- **Travail à faire**:
a) Traduisez en anglais cette phrase du texte sur Desnos : « J'y apostrophe Desnos, et sa bande de potes surréalistes. »
b) Reproduisez fidèlement le passage du texte sur Desnos qui s'ouvre sur les mots contenant « Je me désole » et se clôt sur « coeur et corps. ».
c) Rédigez la suite du texte sur Desnos en reprenant juste après sa dernière phrase.

- **Texte fourni**:
===
De son écriture soignée, fouillée, inspirée, elle me projette dans le Montparnasse de l'entre-deux guerres, dans des lieux réputés, des cabarets, des troquets. J'y apostrophe Desnos, et sa bande de potes surréalistes. Je m'offusque de l'autoritarisme de Breton, leur chef de fil et assiste au délitement de leur mouvement.
Je me désole des déboires amoureux de ce "dormeur éveillé": avec Yvonne, qui se meurt, Youki qui s'en va souvent voir ailleurs, Bessie la sacrifiée.
Je le suis en Espagne, à la rencontre de Neruda, de Garcia Lorca ( bientôt fusillé par les franquistes), à Paris dans les coulisses radiophoniques et théâtrales avec J-Louis Barrault et Artaud. Période festive avant que la peste brune n'étende ses griffes, n'avilisse les esprits, ne meurtrisse coeur et corps.
De retour après 9 mois de captivité, je le retrouve critique littéraire et musical dans un Paris occupé, affamé, aux libertés bafouées, dans une position inconfortable et risquée, au sein d'un journal où il a le cran de fustiger Céline et son antisémitisme outrancier et ordurier. Parallèlement, il adhère au réseau AGIR, fournissant renseignements et faux papiers et sera finalement arrêté en février 44, déporté, emporté par le typhus l'année d'après.
===
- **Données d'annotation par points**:
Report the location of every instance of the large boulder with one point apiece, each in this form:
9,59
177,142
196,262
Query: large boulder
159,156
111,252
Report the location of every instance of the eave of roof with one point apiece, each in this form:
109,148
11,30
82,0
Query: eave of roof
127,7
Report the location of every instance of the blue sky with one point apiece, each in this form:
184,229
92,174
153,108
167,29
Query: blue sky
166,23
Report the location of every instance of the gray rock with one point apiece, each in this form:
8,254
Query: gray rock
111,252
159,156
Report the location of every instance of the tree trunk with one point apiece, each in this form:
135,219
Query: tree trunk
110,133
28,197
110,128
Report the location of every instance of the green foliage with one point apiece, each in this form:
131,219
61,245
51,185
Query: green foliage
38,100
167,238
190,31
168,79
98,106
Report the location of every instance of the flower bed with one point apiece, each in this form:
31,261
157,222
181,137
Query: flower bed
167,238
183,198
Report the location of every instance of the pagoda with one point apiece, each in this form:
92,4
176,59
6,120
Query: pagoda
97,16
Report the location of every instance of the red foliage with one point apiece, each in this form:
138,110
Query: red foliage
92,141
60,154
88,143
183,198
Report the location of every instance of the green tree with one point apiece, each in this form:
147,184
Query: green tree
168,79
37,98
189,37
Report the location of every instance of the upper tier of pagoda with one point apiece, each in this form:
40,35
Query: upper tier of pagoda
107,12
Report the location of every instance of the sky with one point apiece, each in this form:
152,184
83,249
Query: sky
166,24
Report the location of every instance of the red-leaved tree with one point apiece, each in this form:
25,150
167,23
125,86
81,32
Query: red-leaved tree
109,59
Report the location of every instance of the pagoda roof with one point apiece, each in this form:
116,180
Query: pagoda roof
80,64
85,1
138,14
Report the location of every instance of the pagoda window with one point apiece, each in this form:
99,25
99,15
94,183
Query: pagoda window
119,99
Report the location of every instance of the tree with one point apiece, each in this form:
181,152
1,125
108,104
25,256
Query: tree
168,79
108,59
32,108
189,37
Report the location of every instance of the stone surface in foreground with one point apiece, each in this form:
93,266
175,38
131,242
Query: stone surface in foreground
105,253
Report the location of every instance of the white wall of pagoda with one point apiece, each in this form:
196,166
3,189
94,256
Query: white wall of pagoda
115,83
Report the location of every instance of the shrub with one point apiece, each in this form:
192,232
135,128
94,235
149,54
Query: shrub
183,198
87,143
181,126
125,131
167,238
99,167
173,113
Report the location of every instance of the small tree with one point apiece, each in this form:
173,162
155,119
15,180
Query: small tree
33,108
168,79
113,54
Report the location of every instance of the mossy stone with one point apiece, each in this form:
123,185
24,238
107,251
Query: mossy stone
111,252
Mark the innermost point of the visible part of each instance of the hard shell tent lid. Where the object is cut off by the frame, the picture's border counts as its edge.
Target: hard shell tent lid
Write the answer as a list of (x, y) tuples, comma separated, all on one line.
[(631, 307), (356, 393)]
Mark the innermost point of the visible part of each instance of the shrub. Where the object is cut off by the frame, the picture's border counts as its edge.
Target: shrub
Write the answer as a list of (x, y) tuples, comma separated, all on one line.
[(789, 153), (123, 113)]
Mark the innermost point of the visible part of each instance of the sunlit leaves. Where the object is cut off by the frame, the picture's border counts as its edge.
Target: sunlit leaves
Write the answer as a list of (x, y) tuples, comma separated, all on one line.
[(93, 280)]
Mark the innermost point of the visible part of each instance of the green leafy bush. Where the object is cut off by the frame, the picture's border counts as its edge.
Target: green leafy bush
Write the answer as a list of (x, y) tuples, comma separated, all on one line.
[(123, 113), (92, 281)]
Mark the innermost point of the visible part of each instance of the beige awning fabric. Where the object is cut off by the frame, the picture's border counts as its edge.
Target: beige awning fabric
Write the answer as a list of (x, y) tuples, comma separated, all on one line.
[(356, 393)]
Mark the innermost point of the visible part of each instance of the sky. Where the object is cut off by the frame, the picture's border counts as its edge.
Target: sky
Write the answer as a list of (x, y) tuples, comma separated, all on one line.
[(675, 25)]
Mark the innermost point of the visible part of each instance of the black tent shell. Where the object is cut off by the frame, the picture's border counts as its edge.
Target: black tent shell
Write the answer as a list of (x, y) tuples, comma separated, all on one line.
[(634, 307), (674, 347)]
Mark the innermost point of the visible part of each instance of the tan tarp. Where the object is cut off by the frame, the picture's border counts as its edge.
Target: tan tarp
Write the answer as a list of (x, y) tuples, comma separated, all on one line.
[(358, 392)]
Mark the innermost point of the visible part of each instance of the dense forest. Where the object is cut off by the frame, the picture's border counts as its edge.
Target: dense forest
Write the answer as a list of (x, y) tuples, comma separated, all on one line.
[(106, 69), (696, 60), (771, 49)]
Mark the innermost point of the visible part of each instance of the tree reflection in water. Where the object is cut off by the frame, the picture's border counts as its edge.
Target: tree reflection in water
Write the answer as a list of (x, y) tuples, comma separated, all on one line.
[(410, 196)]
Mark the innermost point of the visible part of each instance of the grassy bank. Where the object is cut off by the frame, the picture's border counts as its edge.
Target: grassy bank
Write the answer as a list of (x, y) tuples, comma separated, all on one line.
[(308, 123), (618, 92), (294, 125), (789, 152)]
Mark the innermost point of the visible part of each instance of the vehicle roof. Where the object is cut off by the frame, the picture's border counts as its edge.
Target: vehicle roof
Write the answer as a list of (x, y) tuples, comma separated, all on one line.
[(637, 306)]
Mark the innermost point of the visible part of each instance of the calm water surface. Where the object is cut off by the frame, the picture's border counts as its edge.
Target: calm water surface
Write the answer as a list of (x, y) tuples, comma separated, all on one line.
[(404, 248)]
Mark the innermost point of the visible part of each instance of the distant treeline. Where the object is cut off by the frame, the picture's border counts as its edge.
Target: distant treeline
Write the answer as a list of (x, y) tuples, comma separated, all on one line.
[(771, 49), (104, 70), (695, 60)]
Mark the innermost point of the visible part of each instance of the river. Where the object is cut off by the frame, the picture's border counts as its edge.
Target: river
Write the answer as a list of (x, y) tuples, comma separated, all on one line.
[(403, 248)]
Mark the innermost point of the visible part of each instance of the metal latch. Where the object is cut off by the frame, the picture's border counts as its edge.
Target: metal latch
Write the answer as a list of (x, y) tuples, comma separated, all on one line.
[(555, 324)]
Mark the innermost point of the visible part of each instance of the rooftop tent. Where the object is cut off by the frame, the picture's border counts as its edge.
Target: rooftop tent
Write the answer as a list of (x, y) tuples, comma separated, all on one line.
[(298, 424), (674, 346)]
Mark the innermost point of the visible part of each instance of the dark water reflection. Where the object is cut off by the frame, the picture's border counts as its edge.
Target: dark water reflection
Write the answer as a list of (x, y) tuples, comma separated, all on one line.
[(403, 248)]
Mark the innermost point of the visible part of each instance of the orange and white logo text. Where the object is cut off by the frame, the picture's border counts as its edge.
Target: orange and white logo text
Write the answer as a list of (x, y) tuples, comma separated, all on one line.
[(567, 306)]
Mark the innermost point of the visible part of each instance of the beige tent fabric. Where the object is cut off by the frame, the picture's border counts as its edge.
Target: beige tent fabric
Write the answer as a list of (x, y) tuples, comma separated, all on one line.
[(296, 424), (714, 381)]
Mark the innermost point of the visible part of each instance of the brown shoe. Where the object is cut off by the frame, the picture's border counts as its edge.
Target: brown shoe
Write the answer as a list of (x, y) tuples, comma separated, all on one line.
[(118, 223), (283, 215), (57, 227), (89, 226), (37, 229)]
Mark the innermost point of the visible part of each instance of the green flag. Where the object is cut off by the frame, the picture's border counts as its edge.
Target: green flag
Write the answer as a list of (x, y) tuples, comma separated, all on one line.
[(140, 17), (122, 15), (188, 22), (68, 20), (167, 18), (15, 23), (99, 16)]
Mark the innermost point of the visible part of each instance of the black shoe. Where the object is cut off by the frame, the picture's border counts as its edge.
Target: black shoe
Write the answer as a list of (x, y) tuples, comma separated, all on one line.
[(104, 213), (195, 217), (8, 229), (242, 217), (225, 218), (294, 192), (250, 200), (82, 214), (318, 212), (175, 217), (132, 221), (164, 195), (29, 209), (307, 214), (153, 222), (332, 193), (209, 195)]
===
- **Réponses aux consignes**:
a) There I call out to Desnos and his gang of surrealist buddies.

b)
Je me désole des déboires amoureux de ce "dormeur éveillé": avec Yvonne, qui se meurt, Youki qui s'en va souvent voir ailleurs, Bessie la sacrifiée.
Je le suis en Espagne, à la rencontre de Neruda, de Garcia Lorca ( bientôt fusillé par les franquistes), à Paris dans les coulisses radiophoniques et théâtrales avec J-Louis Barrault et Artaud. Période festive avant que la peste brune n'étende ses griffes, n'avilisse les esprits, ne meurtrisse coeur et corps.

c)
La dernière partie, qui laisse la parole à Youki et à son désarroi, sa douleur, son espoir de le revoir, étant plus intimiste, n'en demeure pas moins, vu le contexte, reliée à la souffrance universelle, évoquant notamment les conditions de détention dans les camps de concentration, le retour des survivants, moribonds, la disparition de tant d'autres, des millions.

Ayant déjà pu apprécié 2 autres romans de Mme Nohant, je dois reconnaître que celui-ci, comme un mets sublimé par un chef étoilé, est une petite merveille ! Une telle excellence, omniprésente, tant dans la forme que dans le fond, mérite bien un 5 étoiles !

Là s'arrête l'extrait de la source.